+++ RECORDS FOR PROCESSING +++

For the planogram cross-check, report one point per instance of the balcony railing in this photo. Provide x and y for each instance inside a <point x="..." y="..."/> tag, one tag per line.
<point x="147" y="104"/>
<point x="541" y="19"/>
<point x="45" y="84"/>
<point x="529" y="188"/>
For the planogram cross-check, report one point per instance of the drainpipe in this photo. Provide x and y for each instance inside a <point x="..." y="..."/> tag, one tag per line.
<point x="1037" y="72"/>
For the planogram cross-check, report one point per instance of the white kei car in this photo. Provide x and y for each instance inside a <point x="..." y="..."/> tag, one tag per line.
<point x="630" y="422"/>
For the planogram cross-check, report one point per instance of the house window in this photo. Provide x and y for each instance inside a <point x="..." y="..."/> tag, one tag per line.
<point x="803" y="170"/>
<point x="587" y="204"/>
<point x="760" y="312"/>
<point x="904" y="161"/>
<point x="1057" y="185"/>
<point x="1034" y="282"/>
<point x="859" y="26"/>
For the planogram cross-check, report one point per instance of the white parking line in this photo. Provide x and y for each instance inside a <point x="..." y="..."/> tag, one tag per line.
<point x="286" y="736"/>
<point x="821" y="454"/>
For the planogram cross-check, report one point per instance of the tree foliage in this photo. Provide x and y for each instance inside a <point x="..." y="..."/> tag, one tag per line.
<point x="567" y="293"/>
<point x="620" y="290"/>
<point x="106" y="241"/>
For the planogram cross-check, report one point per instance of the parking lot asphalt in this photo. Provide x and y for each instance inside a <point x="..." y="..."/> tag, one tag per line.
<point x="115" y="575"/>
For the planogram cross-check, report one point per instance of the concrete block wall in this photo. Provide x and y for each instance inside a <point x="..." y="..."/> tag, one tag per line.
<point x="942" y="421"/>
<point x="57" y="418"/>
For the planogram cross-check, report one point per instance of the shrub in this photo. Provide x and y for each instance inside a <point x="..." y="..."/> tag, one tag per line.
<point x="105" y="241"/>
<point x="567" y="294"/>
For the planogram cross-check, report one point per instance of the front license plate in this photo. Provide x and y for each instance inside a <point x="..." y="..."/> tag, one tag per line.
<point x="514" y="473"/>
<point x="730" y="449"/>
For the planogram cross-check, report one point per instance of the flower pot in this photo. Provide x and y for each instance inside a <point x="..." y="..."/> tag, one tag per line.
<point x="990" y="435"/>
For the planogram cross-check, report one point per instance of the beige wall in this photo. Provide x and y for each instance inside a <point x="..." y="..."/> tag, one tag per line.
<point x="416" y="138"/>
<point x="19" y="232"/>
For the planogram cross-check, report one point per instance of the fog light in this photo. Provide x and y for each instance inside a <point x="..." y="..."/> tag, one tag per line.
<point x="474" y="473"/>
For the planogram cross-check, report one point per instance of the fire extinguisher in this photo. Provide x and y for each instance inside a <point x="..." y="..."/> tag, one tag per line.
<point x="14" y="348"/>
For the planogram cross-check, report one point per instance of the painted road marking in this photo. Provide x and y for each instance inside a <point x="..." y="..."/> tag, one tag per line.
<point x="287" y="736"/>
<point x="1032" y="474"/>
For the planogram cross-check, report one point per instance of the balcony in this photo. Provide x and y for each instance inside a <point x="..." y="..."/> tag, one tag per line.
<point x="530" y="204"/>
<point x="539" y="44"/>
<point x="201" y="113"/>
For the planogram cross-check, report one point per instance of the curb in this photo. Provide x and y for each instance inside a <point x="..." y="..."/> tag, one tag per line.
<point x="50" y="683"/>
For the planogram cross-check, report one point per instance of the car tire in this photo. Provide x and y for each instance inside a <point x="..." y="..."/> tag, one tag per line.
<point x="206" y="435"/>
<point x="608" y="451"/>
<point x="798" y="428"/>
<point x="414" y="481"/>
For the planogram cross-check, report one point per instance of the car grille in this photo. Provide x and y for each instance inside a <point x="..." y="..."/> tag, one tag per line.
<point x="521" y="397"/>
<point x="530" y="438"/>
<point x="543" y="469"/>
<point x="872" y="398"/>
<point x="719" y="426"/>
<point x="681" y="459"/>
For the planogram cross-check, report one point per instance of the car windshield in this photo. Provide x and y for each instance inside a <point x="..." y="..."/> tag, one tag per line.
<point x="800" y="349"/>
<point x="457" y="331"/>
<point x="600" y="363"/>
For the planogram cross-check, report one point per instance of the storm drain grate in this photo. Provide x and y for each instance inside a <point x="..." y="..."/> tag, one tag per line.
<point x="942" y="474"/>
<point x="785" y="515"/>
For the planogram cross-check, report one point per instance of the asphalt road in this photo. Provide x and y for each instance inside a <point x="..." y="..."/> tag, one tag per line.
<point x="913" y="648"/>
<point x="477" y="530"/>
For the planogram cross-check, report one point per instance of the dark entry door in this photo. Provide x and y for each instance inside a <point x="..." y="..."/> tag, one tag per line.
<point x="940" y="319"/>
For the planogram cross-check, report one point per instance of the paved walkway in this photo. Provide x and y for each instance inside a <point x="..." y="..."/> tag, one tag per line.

+++

▸ **AIM**
From the records above, extract everything verbatim.

▸ **TASK RESULT**
For the planogram cross-check, report one point per instance of the balcony railing in this photo. Provide x and y for each instance inside a <point x="..." y="..."/> tag, one tag per line.
<point x="147" y="104"/>
<point x="541" y="19"/>
<point x="45" y="84"/>
<point x="529" y="188"/>
For the planogram cross-check, report one point per instance of the drainpipe in this photo. Provide x and y for each instance inside a <point x="..." y="..."/> tag, one tag per line.
<point x="1037" y="72"/>
For the planogram cross-check, report one point per instance of the white kei car in this photo. Provide x and y for each instance inside a <point x="..." y="..."/> tag, one tag per line.
<point x="630" y="422"/>
For the planogram cross-check, report one point per instance of the house window in this photo. Provide x and y for each instance inside a <point x="..." y="..."/> tag, one tag per line.
<point x="803" y="170"/>
<point x="587" y="204"/>
<point x="760" y="312"/>
<point x="904" y="161"/>
<point x="1057" y="185"/>
<point x="1034" y="282"/>
<point x="859" y="26"/>
For the planogram cross-check, report one point per instance of the white parking line in this photo. Provide x and y for each instance inside a <point x="..." y="..."/> tag, one tag per line.
<point x="286" y="736"/>
<point x="821" y="454"/>
For the planogram cross-check, report one point per instance of the tree foliage in this photo. Provide x and y for each instance inside a <point x="..." y="..."/> tag, one tag per line.
<point x="567" y="293"/>
<point x="620" y="290"/>
<point x="106" y="241"/>
For the planogram cross-check, report one point per instance of the parking lot asphalt in this photo. Provide x and y for each instance inside a <point x="..." y="..."/> tag, one tag per line.
<point x="115" y="575"/>
For the planogram cross-check, report one point per instance of the concrete block wall in this photo. Provide x and y for each instance inside a <point x="..." y="..."/> tag, one tag per line.
<point x="942" y="421"/>
<point x="57" y="418"/>
For the planogram cross-check, report one point per instance of the shrub in this photo. Provide x and y for each instance inside a <point x="..." y="..."/> tag, one tag per line.
<point x="105" y="241"/>
<point x="567" y="294"/>
For the planogram cross-check, report one point per instance of the front license plate in this photo. Provide x and y for each instance inside a <point x="..." y="..."/> tag, one tag per line.
<point x="514" y="473"/>
<point x="730" y="449"/>
For the planogram cross-check, report one point per instance of the flower pot in this photo. Provide x and y for each instance inside a <point x="..." y="..."/> tag, one tag per line.
<point x="990" y="435"/>
For the planogram cross-check, report one point per instance of the beige wall in this photo. Provide x and y for each instance inside a <point x="..." y="..."/> tag, one tag per line.
<point x="416" y="138"/>
<point x="19" y="232"/>
For the planogram cross-check, report one point per instance of the fog light in this photo. Provide x and y for each instance inside a <point x="..." y="..."/> tag, one tag per line.
<point x="474" y="473"/>
For the planogram cross-check, report one point per instance of the fire extinguisher in this photo. Provide x and y for each instance inside a <point x="..." y="..."/> tag, one tag per line.
<point x="14" y="348"/>
For the planogram cross-check, report one point per instance of the painted road marking in this photo. Provide x and y for each instance inside a <point x="..." y="..."/> tag, one tag per line.
<point x="287" y="736"/>
<point x="1032" y="474"/>
For the planogram cross-check, report one point per instance of the balcony in this photo. Provide x and y for each instance inside a <point x="..." y="..."/> tag, one tag per line.
<point x="530" y="204"/>
<point x="539" y="44"/>
<point x="201" y="113"/>
For the planogram cross-check, report one point per instance of the curb in this photo. Provide x and y for each instance inside a <point x="..." y="..."/> tag, one tag per line.
<point x="50" y="683"/>
For the planogram cross-check, report one point per instance of the car tire in this photo. Provide x and y for each instance inside a <point x="..." y="..."/> tag, one tag per line.
<point x="206" y="435"/>
<point x="608" y="451"/>
<point x="798" y="428"/>
<point x="414" y="481"/>
For the planogram cross-check, report one point per instance of the car grille in this photo. Provide x and y for each instance inside a <point x="..." y="..."/> tag, one tag per line.
<point x="521" y="397"/>
<point x="530" y="438"/>
<point x="543" y="469"/>
<point x="872" y="398"/>
<point x="719" y="426"/>
<point x="681" y="459"/>
For the planogram cross-check, report one point per instance of the car windshield in this photo. Provide x and y for each instance inside a <point x="..." y="..."/> tag, one tag per line.
<point x="800" y="349"/>
<point x="457" y="331"/>
<point x="600" y="363"/>
For the planogram cross-check, report one point per instance of the storm drain grate in this photo. Provide x and y for each instance inside a <point x="..." y="..."/> tag, one tag per line.
<point x="942" y="474"/>
<point x="785" y="515"/>
For the planogram cross-check, report one point per instance of the asphalt road in this photo. Provide x and y for each instance inside a <point x="..." y="..."/> tag, one tag per line.
<point x="913" y="648"/>
<point x="477" y="530"/>
For the planogram cross-check, report one point per instance of the dark entry door in this photo. Provide x and y for each instance inside a <point x="..." y="..."/> tag, one tag per line.
<point x="940" y="319"/>
For the planogram cross-check, report one point per instance of the paved walkway in this photo. Provide x and y for each instance inside a <point x="..." y="..."/> tag, one tag per line.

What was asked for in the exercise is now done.